原文:
·····

不多会,中山陵已是人山人海了,不少人是扶老携幼,全家赶来,为的是一睹毛主席的风采。
原来计划,第二天早上主席去雨花台。
但是在当天晚上,指挥部就接到南京市公安局的社情报告,关于毛主席要去雨花台给革命烈士送花圈的消息已经在南京传开了。市民推测,毛主席去了中山陵,肯定还会去雨花台。
第二天早上6点,天上飘着细细的雨丝,我坐车到雨花台检查路面情况,还没到门口,就看见街道两边的黑压压人群,有不少人是从半夜开始就冒雨等在这里了。
毛主席去雨花台,能不能保证安全?事关重大,罗瑞卿部长请示中央,最后决定由罗瑞卿和杨尚昆代表主席到雨花台给烈士献花圈。
一共去了3部车子,我还是在开道车上。
车子还没进雨花台,路两边欢呼的群众就拥过来了。罗瑞卿下车,给大家说,他是代表毛主席来给烈士献花圈,最终车队才过去了。
当天晚上7点钟,毛主席离开了南京。

·····

数据内容:
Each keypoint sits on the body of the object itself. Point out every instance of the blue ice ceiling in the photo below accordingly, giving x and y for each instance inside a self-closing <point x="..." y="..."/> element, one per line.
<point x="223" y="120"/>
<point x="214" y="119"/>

·····

练习题:
1) 请更新原文中从"原来计划,第二天早上主席去雨花台。"开始、到"当天晚上7点钟,毛主席离开了南京。"结束的部分：将其中的"花圈"换成"鲜花"，然后写出改后的全文。
2) 根据原文回答：
(a) 按原来计划，毛主席第二天早上要去哪里？
(b) 最后决定由谁代表主席去给烈士献花圈？
(c) 毛主席在几点钟离开南京？

参考答案:
1)
原来计划,第二天早上主席去雨花台。
但是在当天晚上,指挥部就接到南京市公安局的社情报告,关于毛主席要去雨花台给革命烈士送鲜花的消息已经在南京传开了。市民推测,毛主席去了中山陵,肯定还会去雨花台。
第二天早上6点,天上飘着细细的雨丝,我坐车到雨花台检查路面情况,还没到门口,就看见街道两边的黑压压人群,有不少人是从半夜开始就冒雨等在这里了。
毛主席去雨花台,能不能保证安全?事关重大,罗瑞卿部长请示中央,最后决定由罗瑞卿和杨尚昆代表主席到雨花台给烈士献鲜花。
一共去了3部车子,我还是在开道车上。
车子还没进雨花台,路两边欢呼的群众就拥过来了。罗瑞卿下车,给大家说,他是代表毛主席来给烈士献鲜花,最终车队才过去了。
当天晚上7点钟,毛主席离开了南京。

2)
(a) 雨花台。
(b) 罗瑞卿和杨尚昆。
(c) 当天晚上7点钟。